> **Your task**
Could you give these lines again with "Put a dot on" swapped for "Place a point on" everywhere it occurs, everything else unchanged and the pictures left out?
******
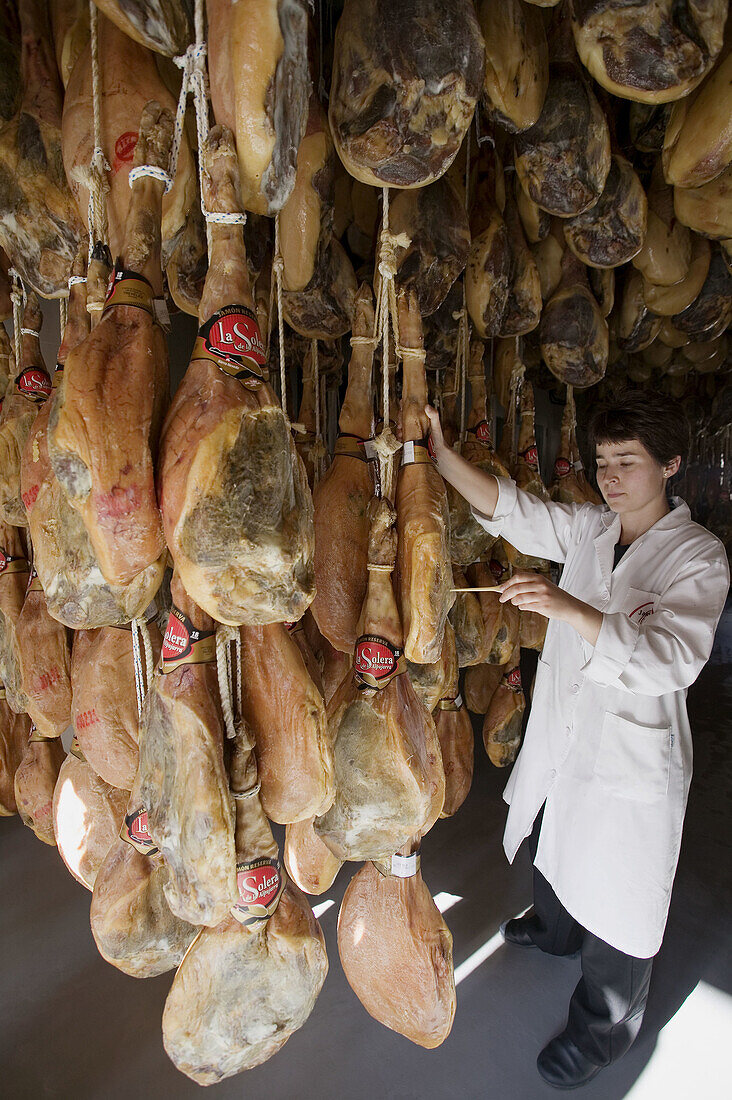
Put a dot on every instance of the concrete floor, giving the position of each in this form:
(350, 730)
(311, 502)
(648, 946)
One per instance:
(70, 1025)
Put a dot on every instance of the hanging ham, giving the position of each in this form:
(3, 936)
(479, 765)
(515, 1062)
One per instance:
******
> **Full answer**
Place a point on every instance of the concrete floor, giving the position of each in this form:
(350, 730)
(311, 502)
(648, 946)
One per instance:
(70, 1025)
Place a point on every instance of the hanging ham, giving the position of each in this form:
(3, 936)
(479, 765)
(515, 1062)
One per instance:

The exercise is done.